**Prompt**
Rewrite the items below with "fly" changed to "insect" in every place it occurs, keeping everything else the same.

##### Stored records

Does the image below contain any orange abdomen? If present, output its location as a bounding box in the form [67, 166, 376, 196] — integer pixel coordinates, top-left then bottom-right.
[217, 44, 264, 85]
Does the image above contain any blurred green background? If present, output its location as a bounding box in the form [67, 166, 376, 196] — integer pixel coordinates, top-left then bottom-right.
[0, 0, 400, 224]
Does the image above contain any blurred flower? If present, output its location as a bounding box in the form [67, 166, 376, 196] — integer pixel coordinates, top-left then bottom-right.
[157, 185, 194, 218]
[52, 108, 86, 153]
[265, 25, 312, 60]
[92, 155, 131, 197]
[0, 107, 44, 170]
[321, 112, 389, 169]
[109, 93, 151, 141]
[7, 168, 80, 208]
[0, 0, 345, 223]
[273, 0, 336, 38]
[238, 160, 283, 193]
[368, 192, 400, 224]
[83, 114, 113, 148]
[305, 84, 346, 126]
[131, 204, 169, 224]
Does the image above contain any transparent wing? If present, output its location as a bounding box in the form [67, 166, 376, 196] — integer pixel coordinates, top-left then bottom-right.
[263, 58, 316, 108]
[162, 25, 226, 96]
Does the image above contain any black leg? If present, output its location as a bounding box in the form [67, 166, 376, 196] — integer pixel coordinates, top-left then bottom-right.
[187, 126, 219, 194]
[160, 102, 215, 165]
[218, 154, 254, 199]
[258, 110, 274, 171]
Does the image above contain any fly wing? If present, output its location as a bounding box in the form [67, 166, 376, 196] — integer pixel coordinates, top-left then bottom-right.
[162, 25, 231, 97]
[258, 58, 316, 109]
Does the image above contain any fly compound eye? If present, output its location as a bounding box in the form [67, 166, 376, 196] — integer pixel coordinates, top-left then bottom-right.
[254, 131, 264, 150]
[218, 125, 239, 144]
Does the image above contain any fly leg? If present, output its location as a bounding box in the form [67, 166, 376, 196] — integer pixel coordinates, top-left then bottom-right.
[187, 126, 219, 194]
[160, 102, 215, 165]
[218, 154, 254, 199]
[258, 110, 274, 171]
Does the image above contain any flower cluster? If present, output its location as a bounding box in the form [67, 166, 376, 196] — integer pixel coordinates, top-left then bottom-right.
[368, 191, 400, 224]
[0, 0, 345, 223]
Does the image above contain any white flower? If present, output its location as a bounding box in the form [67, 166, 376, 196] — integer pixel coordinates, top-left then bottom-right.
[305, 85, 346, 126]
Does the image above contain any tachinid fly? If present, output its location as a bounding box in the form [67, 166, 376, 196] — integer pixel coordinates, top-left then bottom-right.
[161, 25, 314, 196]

##########

**Solution for this problem**
Does the image below contain any orange abdomen? If present, output its location as a bounding box in the form [67, 166, 376, 196] — integer pixel coordinates, top-left then bottom-right.
[217, 44, 264, 85]
Does the image above contain any blurred green background? If present, output its location as a bounding box in the form [67, 166, 376, 196] — integer pixel coordinates, top-left then bottom-right.
[0, 0, 400, 224]
Does the image above contain any blurred flower? If present, output its location as a bounding box in the form [67, 166, 376, 196] — integer pixel coordinates, top-left then bottom-right.
[157, 185, 194, 218]
[52, 108, 86, 153]
[265, 25, 312, 60]
[92, 155, 131, 197]
[0, 107, 44, 170]
[321, 112, 389, 169]
[109, 93, 151, 141]
[7, 168, 80, 208]
[0, 0, 345, 223]
[273, 0, 336, 38]
[238, 160, 283, 193]
[368, 192, 400, 224]
[83, 114, 113, 148]
[305, 84, 346, 126]
[131, 204, 169, 224]
Does the image above contain any transparent wing? If present, output its location as a bounding box in the form [67, 166, 376, 196] — integer pixel coordinates, top-left then bottom-right.
[263, 58, 316, 108]
[162, 25, 226, 96]
Does the image above contain any black leg? If present, output its location as a bounding box in the form [67, 166, 376, 196] — integer pixel coordinates, top-left then bottom-right.
[187, 126, 219, 194]
[160, 102, 215, 165]
[218, 154, 254, 199]
[258, 110, 274, 171]
Does the image above contain any insect wing? If present, output its location as a bounding box in the form [67, 166, 376, 196] — integer pixel coordinates, top-left then bottom-right.
[162, 25, 231, 97]
[258, 58, 316, 109]
Does the image above contain any insect compound eye? If present, output its location as a bounding box in the form [67, 166, 376, 196] — integer pixel coordinates, top-left then bottom-right.
[254, 131, 264, 150]
[218, 125, 239, 144]
Does the image above contain any insect leg? If present, output its location as a bounding box in the form [67, 166, 376, 196] — integer pixel coordinates, top-left then bottom-right.
[187, 126, 219, 194]
[160, 102, 215, 165]
[218, 154, 254, 199]
[258, 110, 274, 171]
Does the image above contain any flower cluster? If present, output its location as a bounding box in the form [67, 166, 376, 196] — integer pixel coordinates, top-left then bottom-right.
[368, 191, 400, 224]
[0, 0, 345, 223]
Does the image above contain any white flower? If present, output its location as a bounding box in the form [67, 166, 376, 196] — integer pixel coordinates, top-left then bottom-right.
[305, 85, 346, 126]
Does the image above contain any tachinid insect? If present, output its location as a bounding box in the form [67, 166, 376, 196] — integer pixel coordinates, top-left then bottom-right.
[161, 25, 314, 196]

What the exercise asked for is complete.